### What is needed
Return every line of the listing below so that it matches the original exactly.

### Data in this exercise
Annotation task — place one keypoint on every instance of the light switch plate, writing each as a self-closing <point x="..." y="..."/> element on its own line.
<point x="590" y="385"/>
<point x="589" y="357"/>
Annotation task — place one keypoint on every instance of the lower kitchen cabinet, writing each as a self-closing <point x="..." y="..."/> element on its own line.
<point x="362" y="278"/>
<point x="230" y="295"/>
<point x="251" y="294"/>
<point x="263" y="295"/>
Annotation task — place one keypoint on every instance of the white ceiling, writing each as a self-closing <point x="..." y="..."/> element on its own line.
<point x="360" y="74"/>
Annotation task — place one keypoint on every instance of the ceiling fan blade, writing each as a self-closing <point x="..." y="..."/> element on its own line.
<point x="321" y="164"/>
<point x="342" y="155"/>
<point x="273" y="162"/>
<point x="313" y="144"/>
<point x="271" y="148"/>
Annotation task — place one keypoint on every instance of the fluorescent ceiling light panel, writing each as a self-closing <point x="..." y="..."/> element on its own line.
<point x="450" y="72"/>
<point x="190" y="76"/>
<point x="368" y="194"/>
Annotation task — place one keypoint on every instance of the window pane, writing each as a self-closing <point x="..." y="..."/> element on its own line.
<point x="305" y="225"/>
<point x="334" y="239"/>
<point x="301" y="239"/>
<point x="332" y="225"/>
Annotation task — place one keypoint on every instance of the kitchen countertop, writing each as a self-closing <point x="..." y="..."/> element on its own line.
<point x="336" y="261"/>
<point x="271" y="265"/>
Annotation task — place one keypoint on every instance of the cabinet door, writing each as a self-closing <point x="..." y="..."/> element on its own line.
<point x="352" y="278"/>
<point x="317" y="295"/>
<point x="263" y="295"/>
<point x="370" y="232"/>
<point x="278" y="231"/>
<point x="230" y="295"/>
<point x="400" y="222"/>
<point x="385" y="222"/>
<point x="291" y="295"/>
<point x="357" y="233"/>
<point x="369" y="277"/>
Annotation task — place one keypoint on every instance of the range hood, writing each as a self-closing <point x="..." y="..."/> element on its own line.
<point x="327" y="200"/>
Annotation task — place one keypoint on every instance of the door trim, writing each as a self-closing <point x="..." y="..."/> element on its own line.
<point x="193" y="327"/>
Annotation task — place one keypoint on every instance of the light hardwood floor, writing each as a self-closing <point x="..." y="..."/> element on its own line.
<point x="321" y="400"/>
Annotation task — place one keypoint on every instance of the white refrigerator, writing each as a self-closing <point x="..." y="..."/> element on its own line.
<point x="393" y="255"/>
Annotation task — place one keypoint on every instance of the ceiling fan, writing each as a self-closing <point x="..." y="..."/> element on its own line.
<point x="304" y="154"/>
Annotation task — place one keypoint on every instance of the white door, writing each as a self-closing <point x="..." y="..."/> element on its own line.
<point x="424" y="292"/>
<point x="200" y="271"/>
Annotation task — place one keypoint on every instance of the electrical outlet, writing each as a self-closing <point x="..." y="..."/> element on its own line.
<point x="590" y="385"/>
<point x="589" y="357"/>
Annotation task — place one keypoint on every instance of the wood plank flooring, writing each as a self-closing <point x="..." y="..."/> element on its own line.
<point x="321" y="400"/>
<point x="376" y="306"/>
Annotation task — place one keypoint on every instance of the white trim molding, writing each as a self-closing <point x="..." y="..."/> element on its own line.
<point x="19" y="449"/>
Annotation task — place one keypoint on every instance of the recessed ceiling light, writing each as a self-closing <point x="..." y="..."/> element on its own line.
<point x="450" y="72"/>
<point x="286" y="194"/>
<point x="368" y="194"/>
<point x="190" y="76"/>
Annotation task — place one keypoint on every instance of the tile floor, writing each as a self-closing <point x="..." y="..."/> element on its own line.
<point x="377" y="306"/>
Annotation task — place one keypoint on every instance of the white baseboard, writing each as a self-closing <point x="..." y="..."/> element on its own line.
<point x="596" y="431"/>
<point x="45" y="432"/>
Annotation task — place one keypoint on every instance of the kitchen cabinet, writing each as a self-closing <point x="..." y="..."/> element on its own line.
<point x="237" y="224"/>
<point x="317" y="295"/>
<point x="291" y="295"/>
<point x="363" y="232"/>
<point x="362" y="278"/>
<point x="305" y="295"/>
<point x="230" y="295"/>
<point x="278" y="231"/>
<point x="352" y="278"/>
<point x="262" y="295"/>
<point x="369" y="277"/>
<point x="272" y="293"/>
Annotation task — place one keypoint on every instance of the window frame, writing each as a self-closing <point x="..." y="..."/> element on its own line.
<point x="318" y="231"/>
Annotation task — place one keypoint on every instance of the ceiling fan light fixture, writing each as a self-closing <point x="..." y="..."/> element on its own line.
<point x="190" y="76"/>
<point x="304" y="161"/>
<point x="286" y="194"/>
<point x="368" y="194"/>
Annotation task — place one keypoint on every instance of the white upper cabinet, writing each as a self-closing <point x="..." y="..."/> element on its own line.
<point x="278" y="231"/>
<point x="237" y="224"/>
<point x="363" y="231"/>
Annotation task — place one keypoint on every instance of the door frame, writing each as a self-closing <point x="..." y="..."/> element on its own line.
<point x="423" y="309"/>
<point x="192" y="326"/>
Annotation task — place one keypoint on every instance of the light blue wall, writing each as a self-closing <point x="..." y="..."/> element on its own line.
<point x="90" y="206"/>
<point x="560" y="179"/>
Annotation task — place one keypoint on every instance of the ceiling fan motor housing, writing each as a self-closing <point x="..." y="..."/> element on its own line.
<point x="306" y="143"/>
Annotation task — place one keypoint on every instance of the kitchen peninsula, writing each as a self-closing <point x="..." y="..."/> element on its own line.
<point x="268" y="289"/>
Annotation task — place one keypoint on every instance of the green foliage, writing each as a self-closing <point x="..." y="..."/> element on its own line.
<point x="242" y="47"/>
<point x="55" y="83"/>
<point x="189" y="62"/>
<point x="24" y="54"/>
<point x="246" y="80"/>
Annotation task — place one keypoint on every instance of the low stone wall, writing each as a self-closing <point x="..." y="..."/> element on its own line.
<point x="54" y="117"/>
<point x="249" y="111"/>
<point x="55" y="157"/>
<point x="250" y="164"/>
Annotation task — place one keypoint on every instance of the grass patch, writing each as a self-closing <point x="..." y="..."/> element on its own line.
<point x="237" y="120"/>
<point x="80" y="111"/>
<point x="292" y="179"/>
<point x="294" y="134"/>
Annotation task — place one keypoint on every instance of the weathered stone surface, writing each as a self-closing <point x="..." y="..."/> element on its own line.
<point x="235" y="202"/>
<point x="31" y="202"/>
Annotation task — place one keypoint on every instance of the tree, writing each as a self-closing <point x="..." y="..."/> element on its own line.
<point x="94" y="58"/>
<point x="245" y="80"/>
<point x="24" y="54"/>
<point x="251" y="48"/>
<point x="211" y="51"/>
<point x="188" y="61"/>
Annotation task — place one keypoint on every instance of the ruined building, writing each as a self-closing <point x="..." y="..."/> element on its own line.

### Answer to the problem
Annotation task — place one keypoint on every instance of the light switch plate, writing each as a self-closing <point x="..." y="..."/> element on its own line.
<point x="590" y="385"/>
<point x="589" y="357"/>
Annotation task — place one keypoint on every instance of the lower kitchen cabinet, writing each as a self-closing <point x="..." y="..."/> element on its own line.
<point x="362" y="278"/>
<point x="230" y="295"/>
<point x="251" y="294"/>
<point x="263" y="295"/>
Annotation task — place one keypoint on every instance of the white ceiling, writing each as a self-closing <point x="..." y="..."/> element on its own line.
<point x="360" y="74"/>
Annotation task — place one keypoint on every instance of the ceiling fan blade, writing each as a self-closing <point x="..." y="..."/> element on its own line.
<point x="321" y="164"/>
<point x="342" y="155"/>
<point x="273" y="162"/>
<point x="313" y="144"/>
<point x="271" y="148"/>
Annotation task — place one keypoint on every instance of the fluorescent ceiling light panel, writing each as a self-closing <point x="..." y="..."/> element on its own line.
<point x="450" y="72"/>
<point x="190" y="76"/>
<point x="368" y="194"/>
Annotation task — place one keypoint on every instance of the window pane, writing each as a self-closing <point x="..." y="..."/> element on its own line.
<point x="305" y="225"/>
<point x="334" y="239"/>
<point x="301" y="239"/>
<point x="332" y="225"/>
Annotation task — place one keypoint on every instance of the kitchen countertop, writing each as a self-closing <point x="..." y="..."/> element on its own line.
<point x="336" y="261"/>
<point x="271" y="265"/>
Annotation task — place one keypoint on every instance of the cabinet door, writing each as a self-closing <point x="..." y="..."/> element on its own line.
<point x="352" y="278"/>
<point x="317" y="295"/>
<point x="263" y="295"/>
<point x="370" y="232"/>
<point x="278" y="231"/>
<point x="230" y="295"/>
<point x="400" y="222"/>
<point x="385" y="222"/>
<point x="291" y="295"/>
<point x="357" y="233"/>
<point x="369" y="277"/>
Annotation task — place one keypoint on every instance of the range hood, writing each as a self-closing <point x="..." y="..."/> element on its own line.
<point x="327" y="200"/>
Annotation task — place one keypoint on every instance of the door trim, writing each as a self-closing <point x="..." y="..."/> element on its own line.
<point x="193" y="327"/>
Annotation task — place one keypoint on every instance of the light hardwood floor, writing each as a self-closing <point x="..." y="..."/> element on its own line.
<point x="321" y="400"/>
Annotation task — place one keypoint on every instance of the white refrigerator, writing each as a self-closing <point x="..." y="..."/> element on its own line.
<point x="393" y="255"/>
Annotation task — place one keypoint on every instance of the ceiling fan, writing each as a self-closing <point x="..." y="..."/> element on its own line.
<point x="304" y="154"/>
Annotation task — place one keypoint on every instance of the white door, writing each as a self-closing <point x="..." y="..."/> element on its own line.
<point x="424" y="292"/>
<point x="200" y="271"/>
Annotation task — place one keypoint on every instance of the electrical outlet, writing each as a self-closing <point x="..." y="..."/> element on its own line.
<point x="590" y="385"/>
<point x="589" y="357"/>
Annotation task — place one keypoint on every instance of the wood plank flooring, writing each as a self-closing <point x="..." y="..."/> element on its own line.
<point x="321" y="400"/>
<point x="376" y="306"/>
Annotation task — place one keypoint on every instance of the white trim molding, writing each as a self-closing <point x="..." y="..."/> element on its own line.
<point x="19" y="449"/>
Annotation task — place one keypoint on every instance of the recessed ceiling light, writing each as a self-closing <point x="..." y="..."/> element on its own line.
<point x="450" y="72"/>
<point x="286" y="194"/>
<point x="368" y="194"/>
<point x="190" y="76"/>
Annotation task — place one keypoint on every instance of the tile floor, writing each as a self-closing <point x="..." y="..."/> element on its own line.
<point x="377" y="306"/>
Annotation task — place one keypoint on every instance of the white baseboard, writing each as a self-closing <point x="..." y="..."/> element on its own line.
<point x="596" y="431"/>
<point x="45" y="432"/>
Annotation task — place one keypoint on every instance of the kitchen cabinet, writing each as a self-closing <point x="..." y="..."/> element on its own line.
<point x="237" y="224"/>
<point x="317" y="295"/>
<point x="291" y="295"/>
<point x="363" y="232"/>
<point x="362" y="278"/>
<point x="305" y="295"/>
<point x="230" y="295"/>
<point x="278" y="231"/>
<point x="352" y="278"/>
<point x="262" y="295"/>
<point x="369" y="277"/>
<point x="272" y="293"/>
Annotation task — place one keypoint on every instance of the window frame, writing each as a self-closing <point x="..." y="..."/> element on its own line.
<point x="318" y="231"/>
Annotation task — place one keypoint on every instance of the ceiling fan light fixture, writing each as a self-closing <point x="..." y="..."/> element on its own line.
<point x="190" y="76"/>
<point x="304" y="161"/>
<point x="286" y="194"/>
<point x="368" y="194"/>
Annotation task — place one keypoint on every instance of the white upper cabinet, writing each as a self-closing <point x="..." y="..."/> element on its own line.
<point x="278" y="231"/>
<point x="237" y="224"/>
<point x="363" y="231"/>
Annotation task — place one keypoint on every instance of the door frame, writing each as a self-closing <point x="..." y="..."/> element on its own line.
<point x="423" y="309"/>
<point x="192" y="326"/>
Annotation task — place one keypoint on every instance of the light blue wall, writing each as a self-closing <point x="..." y="..."/> element on its own line.
<point x="90" y="206"/>
<point x="560" y="179"/>
Annotation task — place one keypoint on every instance of the ceiling fan motor housing, writing each as a self-closing <point x="..." y="..."/> element on its own line.
<point x="306" y="143"/>
Annotation task — place one keypoint on every instance of the kitchen peninsula, writing each as a self-closing <point x="..." y="..."/> element on its own line.
<point x="268" y="289"/>
Annotation task — place one keypoint on every instance of the green foliage, writing each as a self-closing <point x="..." y="..."/> element on its own line.
<point x="242" y="47"/>
<point x="55" y="83"/>
<point x="189" y="62"/>
<point x="24" y="54"/>
<point x="246" y="80"/>
Annotation task — place one keypoint on every instance of the low stone wall, writing each as a self-closing <point x="..." y="..."/> element on its own line.
<point x="54" y="117"/>
<point x="249" y="111"/>
<point x="55" y="157"/>
<point x="250" y="164"/>
Annotation task — place one keypoint on every instance of the grass patch, writing each as a self-closing <point x="..." y="..."/> element on its own line.
<point x="237" y="120"/>
<point x="80" y="111"/>
<point x="292" y="179"/>
<point x="294" y="134"/>
Annotation task — place one keypoint on every instance of the weathered stone surface, writing each as a self-closing <point x="..." y="..."/> element on its own line.
<point x="235" y="202"/>
<point x="31" y="202"/>
Annotation task — place one keypoint on every instance of the tree, writing each as a self-closing <point x="..." y="..."/> element on its own line.
<point x="94" y="58"/>
<point x="245" y="80"/>
<point x="24" y="54"/>
<point x="251" y="48"/>
<point x="211" y="51"/>
<point x="188" y="61"/>
Annotation task — place one keypoint on every instance of the ruined building, writing each as a self-closing <point x="..." y="..."/> element on its own line.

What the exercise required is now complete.